### Document
I think that Hol has adequately handled the matter of differentiation between what you called "put put" cars and the "gas electric" PMC's  No one in the railroad industry would have confused the two different machines both referred to as "motor cars"   As one not  skilled in the art of interpretation or exegesis, but who is somewhat familiar with the principles thereof  I would be familiar with the principle that says.."Context determines meaning.

Pete




-----Original Message-----
From: William Barber <clipperw@gmail.com>
To: CBQ <CBQ@yahoogroups.com>
Sent: Mon, Jan 13, 2014 10:13 am
Subject: Re: [CBQ] Digest Number 5767

 
Pete and John,

While motor car may have been the official name, these vehicle had all sorts of nick names, some not so gracious, used by real railroads. Among them were  putt-putt, track-maintenance car, crew car, jigger, trike, quad, trolley or inspection car. I personally know that some Q railroaders around Chicago called them putt putts. 

Now, if you call those machines motor cars, what do you call a gas electric car such as no. 9844 or 9845? Those were also called motor cars as well as doodlebugs, etc. 

It's just semantics and local vernacular. Until the railfans coined it, I never heard of a diesel locomotive consist referred to as a lash up and I worked many years for a company that built some of them.

Bill Barber
Gravois Mills, MO


On Jan 12, 2014, at 10:45 PM, CBQ@yahoogroups.com wrote:

Sun Jan 12, 2014 4:15 am (PST) . Posted by:

"Douglas Harding" hardingdouglas

Oiling track bars, etc. was a standard maintenance issue. The Fairmont Motor
Company made/sold equipment for this task. Basically a tank mounted on a
speeder trailer, pulled by a Fairmont speeder. Had a pump and wands for
spraying oil. See attached photos. From the photos Bill shared, it appears
the CB&Q just did it on a bigger scale.

### Records shown

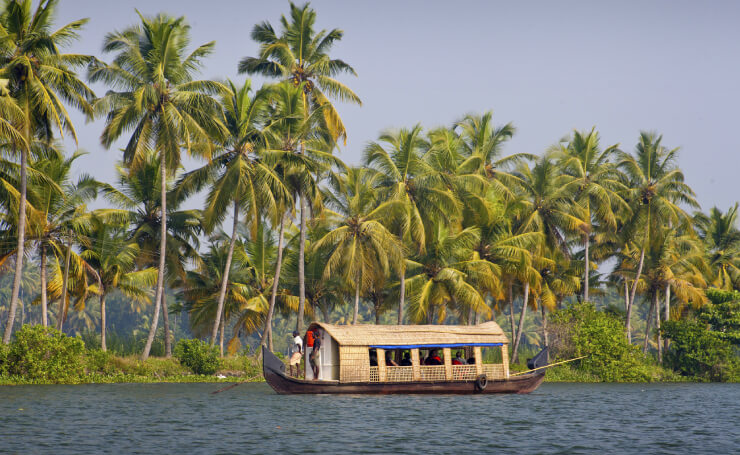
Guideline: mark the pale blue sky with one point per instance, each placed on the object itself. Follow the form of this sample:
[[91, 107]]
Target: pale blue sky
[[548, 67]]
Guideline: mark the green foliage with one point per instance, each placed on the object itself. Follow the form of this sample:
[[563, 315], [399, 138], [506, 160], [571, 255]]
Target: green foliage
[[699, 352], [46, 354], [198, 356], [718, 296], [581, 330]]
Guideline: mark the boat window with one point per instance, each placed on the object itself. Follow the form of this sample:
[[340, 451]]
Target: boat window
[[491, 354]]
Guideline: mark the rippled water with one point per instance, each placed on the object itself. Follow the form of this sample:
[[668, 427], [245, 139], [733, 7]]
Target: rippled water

### Short exercise 1
According to the railroad email thread, which company made and sold equipment for oiling track bars?
### Short exercise 2
Format everything in the records from the line containing "Guideline: mark the boat" down to the line containing "[[491, 354]]" as a Markdown table with the columns Row and Line, giving each line a row number and leaving out blank lines.

### Written reply 1
The Fairmont Motor Company.

### Written reply 2
| Row | Line |
|---|---|
| 1 | Guideline: mark the boat window with one point per instance, each placed on the object itself. Follow the form of this sample: |
| 2 | [[340, 451]] |
| 3 | Target: boat window |
| 4 | [[491, 354]] |